**Material for this exercise**:
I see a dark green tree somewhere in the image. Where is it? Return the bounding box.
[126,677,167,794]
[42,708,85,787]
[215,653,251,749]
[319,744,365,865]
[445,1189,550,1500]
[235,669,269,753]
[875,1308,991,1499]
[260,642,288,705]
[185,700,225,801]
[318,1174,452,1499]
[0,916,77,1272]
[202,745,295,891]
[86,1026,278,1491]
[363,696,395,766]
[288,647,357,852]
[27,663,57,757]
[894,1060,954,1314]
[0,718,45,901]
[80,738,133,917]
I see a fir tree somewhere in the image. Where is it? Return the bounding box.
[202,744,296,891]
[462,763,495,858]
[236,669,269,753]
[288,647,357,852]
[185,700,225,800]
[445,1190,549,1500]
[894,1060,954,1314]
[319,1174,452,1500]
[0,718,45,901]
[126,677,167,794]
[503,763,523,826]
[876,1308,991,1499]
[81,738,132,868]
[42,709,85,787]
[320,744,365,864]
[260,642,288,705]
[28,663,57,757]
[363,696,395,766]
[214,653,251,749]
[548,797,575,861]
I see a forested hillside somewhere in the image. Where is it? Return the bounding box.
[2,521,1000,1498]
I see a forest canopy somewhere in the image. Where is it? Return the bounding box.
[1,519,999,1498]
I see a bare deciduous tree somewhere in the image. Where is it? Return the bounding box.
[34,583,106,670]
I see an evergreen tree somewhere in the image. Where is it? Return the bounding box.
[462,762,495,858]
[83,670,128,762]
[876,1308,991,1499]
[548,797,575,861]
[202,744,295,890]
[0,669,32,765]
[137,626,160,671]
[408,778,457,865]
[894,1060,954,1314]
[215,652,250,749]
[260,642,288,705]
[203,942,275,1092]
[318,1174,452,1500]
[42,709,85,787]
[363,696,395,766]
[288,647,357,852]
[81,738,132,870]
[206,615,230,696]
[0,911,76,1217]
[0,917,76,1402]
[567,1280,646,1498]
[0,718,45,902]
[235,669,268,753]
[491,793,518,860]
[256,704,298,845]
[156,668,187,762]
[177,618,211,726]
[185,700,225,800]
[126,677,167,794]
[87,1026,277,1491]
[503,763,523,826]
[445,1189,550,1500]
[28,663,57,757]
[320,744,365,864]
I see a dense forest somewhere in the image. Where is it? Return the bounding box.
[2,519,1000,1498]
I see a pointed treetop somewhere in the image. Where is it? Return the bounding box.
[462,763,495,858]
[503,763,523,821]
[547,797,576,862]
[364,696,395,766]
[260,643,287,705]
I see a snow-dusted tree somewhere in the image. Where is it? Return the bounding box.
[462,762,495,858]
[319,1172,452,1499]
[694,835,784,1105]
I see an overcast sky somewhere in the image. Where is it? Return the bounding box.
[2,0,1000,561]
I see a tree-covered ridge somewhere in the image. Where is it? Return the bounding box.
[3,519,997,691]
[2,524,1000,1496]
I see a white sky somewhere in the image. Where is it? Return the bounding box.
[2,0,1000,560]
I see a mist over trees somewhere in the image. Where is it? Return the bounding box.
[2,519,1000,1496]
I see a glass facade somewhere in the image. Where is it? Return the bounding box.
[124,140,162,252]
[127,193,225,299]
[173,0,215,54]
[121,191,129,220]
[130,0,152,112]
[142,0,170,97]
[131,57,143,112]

**What is needed**:
Without leaving anything out, transcribe the records above exactly.

**Final answer**:
I see a dark green tree somewhere in the image. Where is it? Return the bounding box.
[126,677,167,794]
[42,708,85,787]
[215,653,251,749]
[319,744,365,865]
[445,1189,550,1500]
[235,669,269,753]
[875,1308,991,1499]
[260,642,288,705]
[185,700,225,801]
[318,1174,452,1499]
[0,916,77,1272]
[202,745,295,891]
[86,1026,278,1491]
[363,696,395,766]
[288,647,357,852]
[27,663,57,757]
[894,1060,954,1314]
[0,718,45,901]
[80,738,133,917]
I see a fir tree somewhere in the image. Where is it? Return the bounding box.
[202,744,296,891]
[462,763,495,858]
[236,669,269,753]
[288,647,357,852]
[185,700,225,800]
[445,1190,549,1500]
[894,1060,954,1314]
[319,1174,452,1500]
[0,718,45,901]
[126,677,167,794]
[503,763,523,826]
[876,1308,991,1499]
[81,738,132,868]
[42,709,85,787]
[320,744,365,864]
[260,642,288,705]
[28,663,57,757]
[363,696,395,766]
[214,653,251,749]
[548,797,575,861]
I see a forested hillside somewhere in the image. Where is it? Return the bounding box.
[2,521,1000,1498]
I see a forest canopy somewhere in the image. Where is it? Return the bounding box.
[1,519,999,1498]
I see a bare deciduous tree somewhere in the image. Where is it? Return the bounding box.
[34,583,106,670]
I see an evergreen tree somewhere in the image. Where is it? Return the bounding box.
[462,762,495,858]
[83,670,128,762]
[876,1308,991,1499]
[548,797,575,861]
[202,744,295,890]
[0,669,32,765]
[137,626,160,671]
[408,778,457,865]
[894,1060,954,1314]
[215,652,250,749]
[260,642,288,705]
[203,942,275,1092]
[318,1174,452,1500]
[42,709,85,787]
[363,696,395,766]
[288,647,357,852]
[81,738,132,870]
[206,615,230,696]
[0,911,76,1217]
[0,917,76,1402]
[567,1280,646,1498]
[0,718,45,902]
[235,669,268,753]
[491,793,518,860]
[256,704,298,845]
[156,668,187,762]
[177,618,211,726]
[185,700,225,800]
[126,677,167,794]
[87,1026,277,1491]
[503,763,523,826]
[445,1189,550,1500]
[28,663,57,757]
[320,744,365,864]
I see a dense forest somewhere in the image. Where is it? Return the bounding box.
[2,519,1000,1498]
I see a pointed treetop somewhere in the image. Where is it? Return the bounding box.
[462,763,495,858]
[503,763,523,821]
[547,797,576,862]
[364,696,395,766]
[260,643,287,705]
I see a snow-dusted tree somewhere in the image. Where is it? Return the bounding box.
[462,762,495,858]
[319,1172,452,1499]
[694,835,784,1105]
I see an overcast sky somewhere in the image. Where is it? Return the bounding box.
[2,0,1000,561]
I see a tree-covered ridge somewhere in the image. Where is it? Return the bounding box.
[3,519,997,691]
[2,524,1000,1496]
I see a white sky somewhere in the image. Where is it? Return the bounding box.
[2,0,1000,560]
I see a mist over trees somewhere in the image. Where is it? Return the bounding box.
[2,519,1000,1496]
I see a glass facade somewhere in the image. Where is it? Return the bounding box.
[124,140,162,252]
[127,193,225,299]
[173,0,215,54]
[121,191,129,220]
[130,0,152,112]
[142,0,170,97]
[131,57,143,112]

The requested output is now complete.